▶ **EXERCISE INSTRUCTIONS**
Without including any pictures, return the records below exactly as written.

GIVEN DATA section start

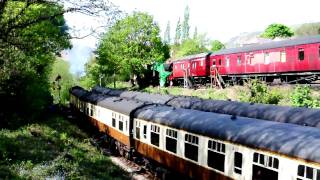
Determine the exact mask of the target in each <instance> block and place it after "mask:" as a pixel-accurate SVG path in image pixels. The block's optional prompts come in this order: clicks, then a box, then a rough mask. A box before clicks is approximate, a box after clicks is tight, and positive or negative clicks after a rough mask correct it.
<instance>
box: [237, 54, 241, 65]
mask: <svg viewBox="0 0 320 180" xmlns="http://www.w3.org/2000/svg"><path fill="white" fill-rule="evenodd" d="M237 65H238V66H239V65H241V55H238V56H237Z"/></svg>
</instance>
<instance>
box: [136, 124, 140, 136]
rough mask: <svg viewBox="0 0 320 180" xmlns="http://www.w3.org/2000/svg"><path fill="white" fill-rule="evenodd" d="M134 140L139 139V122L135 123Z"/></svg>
mask: <svg viewBox="0 0 320 180" xmlns="http://www.w3.org/2000/svg"><path fill="white" fill-rule="evenodd" d="M136 138H137V139H140V122H139V121H136Z"/></svg>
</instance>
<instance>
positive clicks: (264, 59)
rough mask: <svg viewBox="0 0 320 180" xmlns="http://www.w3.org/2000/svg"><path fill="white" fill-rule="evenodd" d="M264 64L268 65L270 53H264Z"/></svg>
mask: <svg viewBox="0 0 320 180" xmlns="http://www.w3.org/2000/svg"><path fill="white" fill-rule="evenodd" d="M264 64H270V53H269V52H265V53H264Z"/></svg>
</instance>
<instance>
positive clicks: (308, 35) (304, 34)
mask: <svg viewBox="0 0 320 180" xmlns="http://www.w3.org/2000/svg"><path fill="white" fill-rule="evenodd" d="M318 34H320V23H319V22H318V23H306V24H302V25H301V26H299V27H298V28H297V29H296V30H295V35H296V36H312V35H318Z"/></svg>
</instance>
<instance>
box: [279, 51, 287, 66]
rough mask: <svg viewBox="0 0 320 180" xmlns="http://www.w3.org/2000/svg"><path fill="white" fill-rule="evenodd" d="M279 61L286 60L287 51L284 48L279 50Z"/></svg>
mask: <svg viewBox="0 0 320 180" xmlns="http://www.w3.org/2000/svg"><path fill="white" fill-rule="evenodd" d="M280 62H283V63H285V62H287V53H286V51H285V50H282V51H280Z"/></svg>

GIVEN DATA section end

▶ **EXERCISE RESPONSE**
Determine the exact mask of the target in each <instance> block and place it after "mask:" as a pixel-accurate SVG path in image pixels. The block's optional prompts come in this order: clicks, then a box, then a rough mask. A box before clicks is approximate, a box after clicks is tight, and positive or negative clicks after a rough mask correct it.
<instance>
box: [237, 54, 241, 65]
mask: <svg viewBox="0 0 320 180" xmlns="http://www.w3.org/2000/svg"><path fill="white" fill-rule="evenodd" d="M237 65H238V66H239V65H241V55H238V56H237Z"/></svg>
</instance>
<instance>
box: [136, 124, 140, 136]
rough mask: <svg viewBox="0 0 320 180" xmlns="http://www.w3.org/2000/svg"><path fill="white" fill-rule="evenodd" d="M134 140L139 139V122L135 123Z"/></svg>
mask: <svg viewBox="0 0 320 180" xmlns="http://www.w3.org/2000/svg"><path fill="white" fill-rule="evenodd" d="M136 138H137V139H140V122H139V121H136Z"/></svg>
</instance>
<instance>
positive clicks: (264, 59)
rough mask: <svg viewBox="0 0 320 180" xmlns="http://www.w3.org/2000/svg"><path fill="white" fill-rule="evenodd" d="M264 64L268 65L270 53H264Z"/></svg>
mask: <svg viewBox="0 0 320 180" xmlns="http://www.w3.org/2000/svg"><path fill="white" fill-rule="evenodd" d="M264 64H270V53H269V52H265V53H264Z"/></svg>
</instance>
<instance>
positive clicks: (308, 35) (304, 34)
mask: <svg viewBox="0 0 320 180" xmlns="http://www.w3.org/2000/svg"><path fill="white" fill-rule="evenodd" d="M318 34H320V23H319V22H318V23H306V24H302V25H301V26H299V27H298V28H297V29H296V30H295V35H296V36H312V35H318Z"/></svg>
</instance>
<instance>
box: [279, 51, 287, 66]
rough mask: <svg viewBox="0 0 320 180" xmlns="http://www.w3.org/2000/svg"><path fill="white" fill-rule="evenodd" d="M279 61L286 60L287 51L284 48L279 50Z"/></svg>
mask: <svg viewBox="0 0 320 180" xmlns="http://www.w3.org/2000/svg"><path fill="white" fill-rule="evenodd" d="M280 62H283V63H285V62H287V53H286V51H285V50H282V51H280Z"/></svg>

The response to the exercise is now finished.